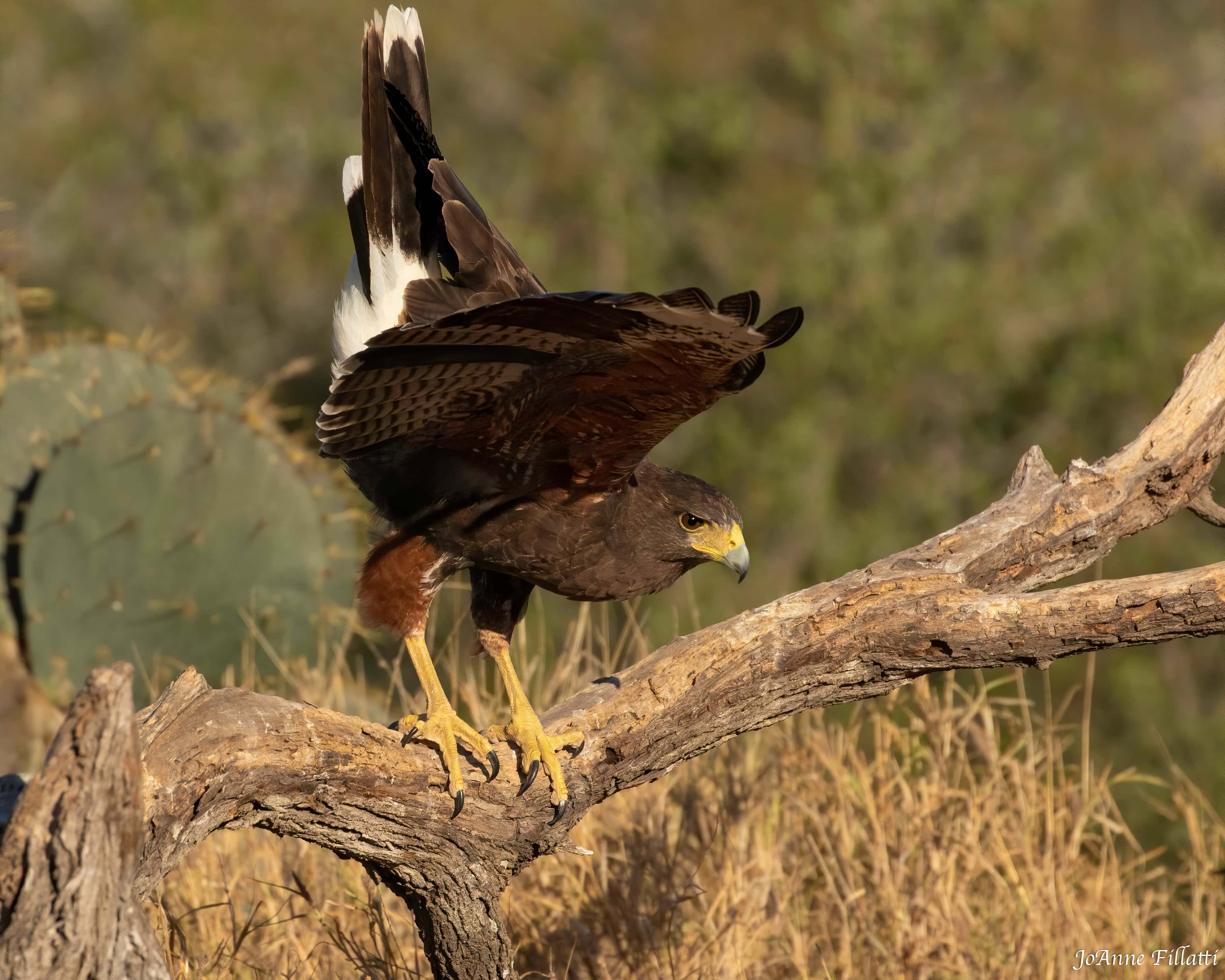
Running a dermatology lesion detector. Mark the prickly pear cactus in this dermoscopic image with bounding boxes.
[0,344,360,689]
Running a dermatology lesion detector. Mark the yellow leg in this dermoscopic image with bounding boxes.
[391,636,497,817]
[476,630,584,823]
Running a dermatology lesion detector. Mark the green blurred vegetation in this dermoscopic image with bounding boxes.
[0,0,1225,843]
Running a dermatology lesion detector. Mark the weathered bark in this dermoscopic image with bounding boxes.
[0,664,170,980]
[7,328,1225,980]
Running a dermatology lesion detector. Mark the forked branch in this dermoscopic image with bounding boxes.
[2,328,1225,980]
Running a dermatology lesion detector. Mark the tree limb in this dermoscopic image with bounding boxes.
[0,664,170,980]
[2,328,1225,980]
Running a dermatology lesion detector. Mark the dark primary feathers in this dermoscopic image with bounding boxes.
[318,7,803,512]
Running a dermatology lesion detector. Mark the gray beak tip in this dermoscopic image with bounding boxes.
[719,545,749,582]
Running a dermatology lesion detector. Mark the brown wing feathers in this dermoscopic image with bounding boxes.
[318,289,800,474]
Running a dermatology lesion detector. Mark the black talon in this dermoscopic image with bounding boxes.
[516,758,540,796]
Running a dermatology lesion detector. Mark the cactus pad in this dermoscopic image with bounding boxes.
[0,345,358,689]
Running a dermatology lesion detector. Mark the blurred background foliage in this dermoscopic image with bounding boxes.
[0,0,1225,843]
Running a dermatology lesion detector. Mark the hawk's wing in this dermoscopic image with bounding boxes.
[318,289,803,488]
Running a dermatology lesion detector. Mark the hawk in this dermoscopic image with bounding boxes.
[317,6,803,823]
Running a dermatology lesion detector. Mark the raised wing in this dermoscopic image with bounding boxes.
[318,289,803,488]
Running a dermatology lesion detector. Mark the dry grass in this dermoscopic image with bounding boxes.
[143,594,1225,980]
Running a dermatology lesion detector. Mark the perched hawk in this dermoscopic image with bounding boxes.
[318,7,803,822]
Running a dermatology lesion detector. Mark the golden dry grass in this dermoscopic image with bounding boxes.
[139,595,1225,980]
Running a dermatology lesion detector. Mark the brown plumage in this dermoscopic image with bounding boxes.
[318,7,803,811]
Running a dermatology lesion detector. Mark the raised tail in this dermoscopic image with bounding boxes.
[332,7,544,376]
[332,6,442,372]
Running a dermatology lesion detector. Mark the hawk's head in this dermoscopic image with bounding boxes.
[632,463,749,582]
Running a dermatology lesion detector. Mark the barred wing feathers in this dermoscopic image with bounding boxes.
[318,289,803,488]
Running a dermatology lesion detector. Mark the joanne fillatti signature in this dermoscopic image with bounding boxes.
[1072,946,1220,970]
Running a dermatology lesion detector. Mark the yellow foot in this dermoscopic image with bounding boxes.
[387,706,499,820]
[485,706,585,827]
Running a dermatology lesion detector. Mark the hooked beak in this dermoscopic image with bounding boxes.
[694,524,749,582]
[719,541,749,582]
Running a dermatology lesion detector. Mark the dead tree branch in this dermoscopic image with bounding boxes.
[6,328,1225,980]
[0,664,170,980]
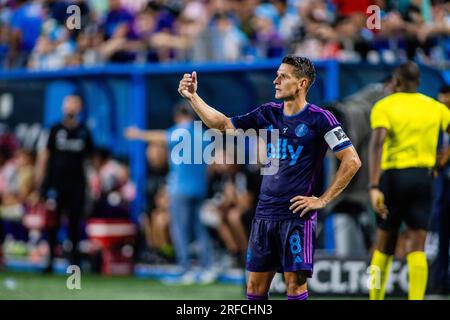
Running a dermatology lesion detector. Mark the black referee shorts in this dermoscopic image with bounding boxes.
[377,168,433,231]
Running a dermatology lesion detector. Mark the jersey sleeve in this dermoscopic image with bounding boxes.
[319,110,353,152]
[370,102,391,130]
[438,102,450,132]
[230,105,266,131]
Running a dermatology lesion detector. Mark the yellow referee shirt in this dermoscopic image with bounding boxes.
[370,93,450,170]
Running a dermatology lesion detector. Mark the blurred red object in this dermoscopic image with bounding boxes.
[86,218,136,275]
[22,201,58,230]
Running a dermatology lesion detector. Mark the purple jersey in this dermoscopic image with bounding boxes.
[231,103,352,220]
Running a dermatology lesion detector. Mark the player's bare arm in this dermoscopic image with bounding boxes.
[178,71,234,132]
[369,128,388,219]
[289,146,361,217]
[125,127,167,143]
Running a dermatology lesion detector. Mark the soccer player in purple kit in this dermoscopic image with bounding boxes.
[178,56,361,300]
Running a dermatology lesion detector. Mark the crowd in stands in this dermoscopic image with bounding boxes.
[0,124,261,267]
[0,0,450,70]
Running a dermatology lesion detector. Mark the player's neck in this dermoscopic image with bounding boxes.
[283,97,307,116]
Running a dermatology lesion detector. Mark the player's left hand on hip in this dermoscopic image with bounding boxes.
[289,196,326,217]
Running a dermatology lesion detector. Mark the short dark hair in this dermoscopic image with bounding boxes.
[439,84,450,94]
[394,61,420,85]
[281,55,316,91]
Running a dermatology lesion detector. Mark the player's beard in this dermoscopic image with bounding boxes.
[282,89,300,101]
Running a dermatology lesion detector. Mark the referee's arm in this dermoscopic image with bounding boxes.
[369,127,388,218]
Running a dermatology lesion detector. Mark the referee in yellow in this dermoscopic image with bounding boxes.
[369,62,450,300]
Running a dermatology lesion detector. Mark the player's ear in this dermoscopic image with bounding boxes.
[298,78,308,90]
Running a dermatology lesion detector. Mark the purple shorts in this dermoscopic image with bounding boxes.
[247,218,317,278]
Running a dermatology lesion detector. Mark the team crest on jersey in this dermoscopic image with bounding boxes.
[295,123,309,138]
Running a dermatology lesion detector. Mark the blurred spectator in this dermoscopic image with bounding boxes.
[125,101,216,284]
[7,0,46,67]
[0,0,450,69]
[329,76,393,257]
[90,148,136,218]
[141,143,173,262]
[40,94,93,272]
[431,86,450,296]
[201,150,254,267]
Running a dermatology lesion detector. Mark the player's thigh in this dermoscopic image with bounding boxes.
[405,169,433,234]
[375,228,399,255]
[247,271,276,295]
[406,227,427,253]
[376,170,408,241]
[284,270,308,291]
[246,218,281,273]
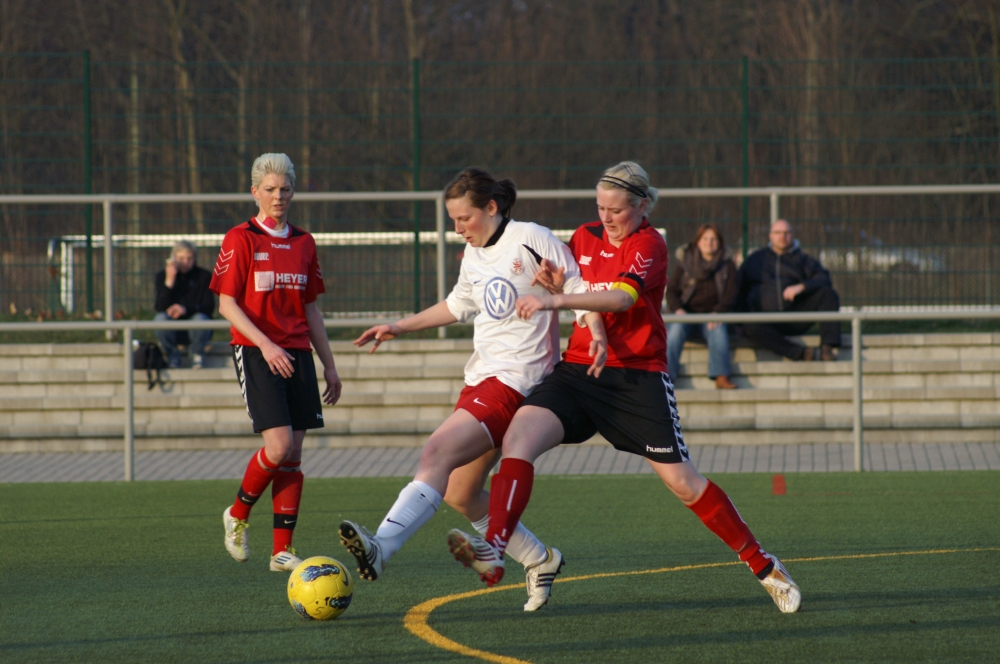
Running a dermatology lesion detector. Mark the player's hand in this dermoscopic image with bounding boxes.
[531,258,566,295]
[354,323,403,355]
[260,343,295,378]
[514,295,555,320]
[323,367,343,406]
[587,337,608,378]
[781,284,806,302]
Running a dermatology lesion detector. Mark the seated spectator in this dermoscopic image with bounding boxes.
[667,224,736,390]
[739,219,840,361]
[153,240,215,369]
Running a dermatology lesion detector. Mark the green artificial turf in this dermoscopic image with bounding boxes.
[0,472,1000,664]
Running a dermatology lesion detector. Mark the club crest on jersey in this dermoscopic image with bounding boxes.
[253,272,274,293]
[483,277,517,320]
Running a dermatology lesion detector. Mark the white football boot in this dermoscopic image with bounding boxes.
[270,547,302,572]
[448,528,504,587]
[340,521,383,581]
[760,556,802,613]
[222,507,250,563]
[524,547,566,611]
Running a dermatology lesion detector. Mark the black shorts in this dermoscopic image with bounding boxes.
[522,362,691,463]
[232,346,323,433]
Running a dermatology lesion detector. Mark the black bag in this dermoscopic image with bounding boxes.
[132,341,167,390]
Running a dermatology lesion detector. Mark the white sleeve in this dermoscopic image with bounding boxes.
[445,258,479,323]
[531,226,590,327]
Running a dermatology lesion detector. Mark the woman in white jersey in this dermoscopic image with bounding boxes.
[340,168,606,611]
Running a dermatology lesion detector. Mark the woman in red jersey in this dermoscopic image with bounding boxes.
[211,153,341,572]
[449,162,801,613]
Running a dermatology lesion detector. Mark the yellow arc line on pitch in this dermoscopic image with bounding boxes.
[403,547,1000,664]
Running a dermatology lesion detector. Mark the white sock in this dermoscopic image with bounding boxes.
[375,480,441,562]
[472,514,548,567]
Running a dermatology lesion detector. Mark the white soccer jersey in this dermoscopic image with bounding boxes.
[447,220,585,396]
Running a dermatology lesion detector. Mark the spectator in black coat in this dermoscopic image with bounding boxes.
[153,240,215,369]
[667,224,736,390]
[739,219,840,361]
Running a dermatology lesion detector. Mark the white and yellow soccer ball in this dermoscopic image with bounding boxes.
[288,556,354,620]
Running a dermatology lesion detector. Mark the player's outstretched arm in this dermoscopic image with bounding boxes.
[531,258,566,295]
[515,290,635,319]
[583,311,608,378]
[306,302,342,406]
[219,293,295,378]
[354,302,458,353]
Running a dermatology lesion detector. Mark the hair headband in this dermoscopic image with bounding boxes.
[598,175,649,198]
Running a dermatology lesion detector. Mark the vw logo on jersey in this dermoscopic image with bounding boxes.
[483,277,517,320]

------------------------------

* _YOUR OBJECTIVE_
Scale everything from the line containing "Running a dermatology lesion detector. Mark the player's beard" down to the line containing "[524,547,566,611]", both included, by reproducing it with every bounding-box coordinate multiplied by 2.05 and rounded to the nearest whole number, halves rounded up, while keeping every other line unchanged. Leave the pictures out.

* _WRITTEN ANSWER_
Running a dermatology lesion detector. Mark the player's beard in this dermoscopic image with bounding boxes.
[578,182,615,207]
Running a dermatology lesion detector. Mark the referee's arm in this dermoscopic image with bounding boxes.
[756,260,795,447]
Running a dermatology lesion detector. Mark the referee in yellow in this dermoscopic image with bounding boxes.
[756,127,923,615]
Running a dermatology lesion detector. Mark the player's ear in this dermoscopic image with bounding boxes.
[611,160,631,185]
Running a dermatology lesion detector. Mark the purple shorts in this dermoscopic image with bounding boxes.
[506,447,650,570]
Running a dermatology lesion detector. Mark the team crest on jersey in this dermoscopic image with bounding boxes.
[605,252,633,283]
Running a dermatology lesion detector. Mark the blurred spectator in this dermoscopic image with bounding boxes.
[256,207,443,582]
[14,0,94,137]
[0,0,923,141]
[674,156,806,527]
[185,303,279,447]
[289,293,355,537]
[82,193,191,558]
[884,176,923,607]
[412,308,521,547]
Running a dermatology lesion detector. Mark the player's thigh in this dermoscopic image with bounding boxes.
[830,346,888,480]
[769,467,818,523]
[506,556,566,605]
[832,465,875,519]
[771,349,836,494]
[582,554,631,597]
[504,447,576,560]
Running a dermatology lesion detector. Mark the player's hand in this dermoscopic image with bounding boxes.
[1089,529,1160,605]
[726,662,826,728]
[533,703,605,775]
[1054,605,1138,656]
[662,752,703,832]
[1203,691,1246,775]
[1601,582,1652,619]
Running a dermatology lesion detector. Mark the seated spectator in this dermoscopic image with bounding boxes.
[1367,459,1509,800]
[1515,449,1722,740]
[314,492,441,756]
Running a dermatology lesion detector. Mark the green artificial turf in this dermoscopic image with bounding boxes.
[0,968,2050,1361]
Running a dermatology lesion detector. Mark the club crest on jersey in this dermoscopic image with bounding boxes.
[519,558,562,601]
[990,568,1060,656]
Running a dermatology lesion detector. Mark the white football boot in this dermoscopic image with bounding boxes.
[554,1121,619,1173]
[918,1082,1033,1203]
[697,1068,785,1191]
[1558,1140,1644,1257]
[455,1039,513,1154]
[1074,1121,1160,1253]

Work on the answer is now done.